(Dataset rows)
● ● ● ●

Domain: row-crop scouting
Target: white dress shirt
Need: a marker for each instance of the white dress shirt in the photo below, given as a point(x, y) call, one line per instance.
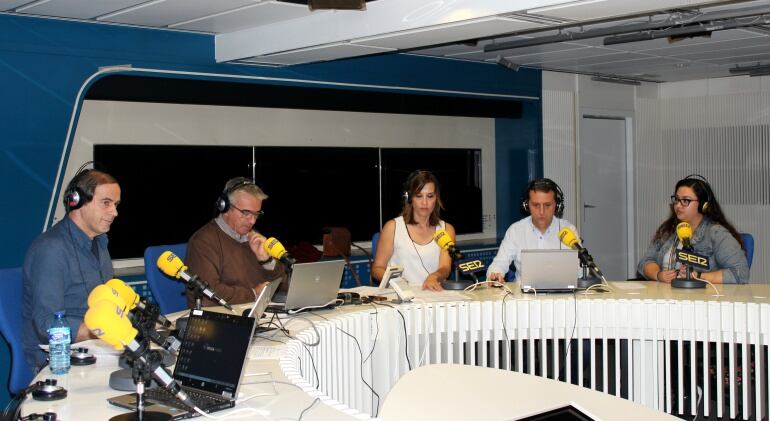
point(523, 235)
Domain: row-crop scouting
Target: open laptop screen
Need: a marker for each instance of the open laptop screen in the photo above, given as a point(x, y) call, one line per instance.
point(213, 352)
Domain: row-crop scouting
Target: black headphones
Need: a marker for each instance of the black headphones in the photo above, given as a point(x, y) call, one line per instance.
point(703, 207)
point(544, 184)
point(77, 194)
point(223, 201)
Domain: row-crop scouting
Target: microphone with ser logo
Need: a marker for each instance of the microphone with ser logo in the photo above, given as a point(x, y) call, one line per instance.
point(170, 264)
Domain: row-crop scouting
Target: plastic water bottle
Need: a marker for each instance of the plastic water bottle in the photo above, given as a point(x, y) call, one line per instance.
point(59, 344)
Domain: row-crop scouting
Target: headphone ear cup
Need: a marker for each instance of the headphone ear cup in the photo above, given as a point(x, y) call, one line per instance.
point(73, 199)
point(223, 203)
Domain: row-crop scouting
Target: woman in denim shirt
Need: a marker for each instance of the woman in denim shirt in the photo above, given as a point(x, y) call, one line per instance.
point(694, 202)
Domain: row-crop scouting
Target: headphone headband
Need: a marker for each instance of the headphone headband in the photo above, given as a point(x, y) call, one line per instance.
point(544, 184)
point(223, 201)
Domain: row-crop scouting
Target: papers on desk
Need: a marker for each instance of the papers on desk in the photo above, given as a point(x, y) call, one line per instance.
point(95, 346)
point(259, 352)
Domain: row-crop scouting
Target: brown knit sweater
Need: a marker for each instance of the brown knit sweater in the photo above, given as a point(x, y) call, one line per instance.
point(229, 267)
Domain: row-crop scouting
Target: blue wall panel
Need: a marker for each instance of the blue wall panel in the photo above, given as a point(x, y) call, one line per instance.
point(44, 63)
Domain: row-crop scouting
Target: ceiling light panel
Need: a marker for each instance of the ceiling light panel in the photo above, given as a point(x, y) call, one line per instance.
point(263, 13)
point(167, 12)
point(77, 9)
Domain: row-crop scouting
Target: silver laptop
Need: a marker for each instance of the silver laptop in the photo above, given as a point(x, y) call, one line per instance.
point(311, 285)
point(260, 305)
point(549, 270)
point(209, 366)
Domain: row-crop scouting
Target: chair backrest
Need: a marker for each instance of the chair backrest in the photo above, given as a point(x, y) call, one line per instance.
point(11, 327)
point(375, 239)
point(748, 243)
point(168, 292)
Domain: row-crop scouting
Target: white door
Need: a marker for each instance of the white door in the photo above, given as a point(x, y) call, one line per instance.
point(603, 192)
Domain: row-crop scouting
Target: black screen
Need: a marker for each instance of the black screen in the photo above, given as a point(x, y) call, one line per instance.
point(459, 175)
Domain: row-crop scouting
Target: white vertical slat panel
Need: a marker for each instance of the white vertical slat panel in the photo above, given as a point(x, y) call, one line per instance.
point(559, 153)
point(722, 136)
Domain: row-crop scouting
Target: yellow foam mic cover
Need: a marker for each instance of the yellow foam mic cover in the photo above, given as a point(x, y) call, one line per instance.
point(568, 237)
point(443, 239)
point(104, 292)
point(170, 264)
point(108, 322)
point(274, 248)
point(684, 231)
point(126, 293)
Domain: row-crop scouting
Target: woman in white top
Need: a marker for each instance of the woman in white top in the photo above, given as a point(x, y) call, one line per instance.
point(407, 241)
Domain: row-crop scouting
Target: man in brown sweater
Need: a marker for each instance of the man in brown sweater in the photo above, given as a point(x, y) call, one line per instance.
point(226, 253)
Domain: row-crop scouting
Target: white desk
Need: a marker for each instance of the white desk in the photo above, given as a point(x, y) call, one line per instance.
point(644, 343)
point(450, 392)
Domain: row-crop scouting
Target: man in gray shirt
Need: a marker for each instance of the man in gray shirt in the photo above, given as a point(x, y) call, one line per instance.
point(66, 262)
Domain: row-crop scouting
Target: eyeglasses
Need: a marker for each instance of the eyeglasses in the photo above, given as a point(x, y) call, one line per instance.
point(247, 213)
point(684, 202)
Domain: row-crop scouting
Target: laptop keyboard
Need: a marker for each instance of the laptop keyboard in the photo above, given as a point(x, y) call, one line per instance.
point(202, 400)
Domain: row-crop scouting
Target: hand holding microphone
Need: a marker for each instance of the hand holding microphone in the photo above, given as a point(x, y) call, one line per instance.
point(442, 238)
point(568, 237)
point(170, 264)
point(684, 232)
point(134, 301)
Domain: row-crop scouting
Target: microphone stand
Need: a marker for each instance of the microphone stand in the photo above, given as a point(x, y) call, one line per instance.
point(687, 282)
point(141, 374)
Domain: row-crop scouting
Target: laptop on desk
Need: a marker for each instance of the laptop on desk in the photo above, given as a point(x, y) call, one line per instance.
point(311, 285)
point(209, 366)
point(549, 270)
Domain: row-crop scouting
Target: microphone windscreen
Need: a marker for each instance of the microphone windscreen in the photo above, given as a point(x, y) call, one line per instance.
point(129, 296)
point(274, 248)
point(443, 239)
point(170, 264)
point(684, 231)
point(108, 322)
point(568, 237)
point(104, 292)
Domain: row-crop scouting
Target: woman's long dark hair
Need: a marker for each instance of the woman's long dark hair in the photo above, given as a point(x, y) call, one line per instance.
point(413, 185)
point(704, 193)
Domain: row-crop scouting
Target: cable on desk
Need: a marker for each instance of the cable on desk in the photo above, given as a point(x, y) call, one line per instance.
point(361, 353)
point(406, 337)
point(569, 340)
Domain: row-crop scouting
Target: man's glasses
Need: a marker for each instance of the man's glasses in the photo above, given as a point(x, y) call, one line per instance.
point(247, 213)
point(684, 202)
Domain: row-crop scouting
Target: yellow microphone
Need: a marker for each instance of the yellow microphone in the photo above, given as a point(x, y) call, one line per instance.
point(105, 292)
point(133, 300)
point(170, 264)
point(568, 237)
point(684, 232)
point(276, 250)
point(444, 240)
point(108, 322)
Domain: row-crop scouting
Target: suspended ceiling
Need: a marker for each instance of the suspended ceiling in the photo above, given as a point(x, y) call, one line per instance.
point(687, 39)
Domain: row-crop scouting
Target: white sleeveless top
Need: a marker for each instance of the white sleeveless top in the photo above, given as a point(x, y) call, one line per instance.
point(418, 261)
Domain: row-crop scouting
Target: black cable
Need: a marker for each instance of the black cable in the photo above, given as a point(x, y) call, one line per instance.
point(361, 353)
point(302, 414)
point(406, 338)
point(569, 341)
point(376, 333)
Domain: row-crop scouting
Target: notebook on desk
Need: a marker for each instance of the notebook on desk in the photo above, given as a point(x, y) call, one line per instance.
point(311, 285)
point(549, 270)
point(209, 366)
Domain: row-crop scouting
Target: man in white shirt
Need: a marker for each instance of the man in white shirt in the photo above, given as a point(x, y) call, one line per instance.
point(544, 202)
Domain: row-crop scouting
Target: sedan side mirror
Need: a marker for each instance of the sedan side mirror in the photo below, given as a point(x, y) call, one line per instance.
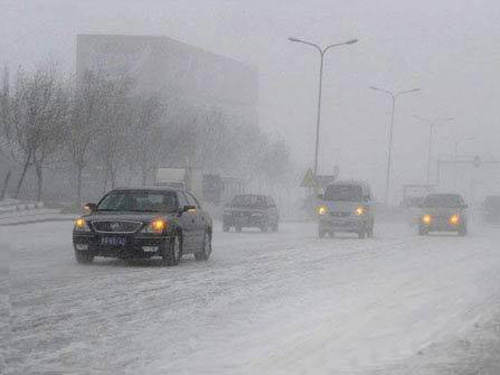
point(89, 207)
point(188, 208)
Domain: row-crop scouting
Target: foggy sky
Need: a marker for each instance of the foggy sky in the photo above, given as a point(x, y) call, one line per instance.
point(448, 48)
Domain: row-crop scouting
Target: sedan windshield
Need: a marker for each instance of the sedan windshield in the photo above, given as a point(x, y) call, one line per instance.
point(443, 200)
point(139, 201)
point(252, 201)
point(346, 193)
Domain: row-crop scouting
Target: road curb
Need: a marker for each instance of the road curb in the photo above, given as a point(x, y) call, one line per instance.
point(36, 220)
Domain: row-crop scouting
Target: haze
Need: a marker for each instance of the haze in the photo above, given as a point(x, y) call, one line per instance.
point(447, 48)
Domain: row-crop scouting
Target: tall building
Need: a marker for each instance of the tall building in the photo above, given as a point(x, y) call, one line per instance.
point(177, 70)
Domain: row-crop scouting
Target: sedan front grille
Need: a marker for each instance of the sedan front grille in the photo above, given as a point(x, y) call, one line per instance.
point(340, 214)
point(116, 226)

● ● ● ●

Quote everything in the items from the very start down to the line containing "point(523, 235)", with both ends included. Leave the pictures out of your answer.

Written answer:
Domain: row-crop scouting
Target: white dress shirt
Need: a marker for each instance of the white dress shirt in the photo below, given as a point(x, y) call, one line per instance.
point(523, 235)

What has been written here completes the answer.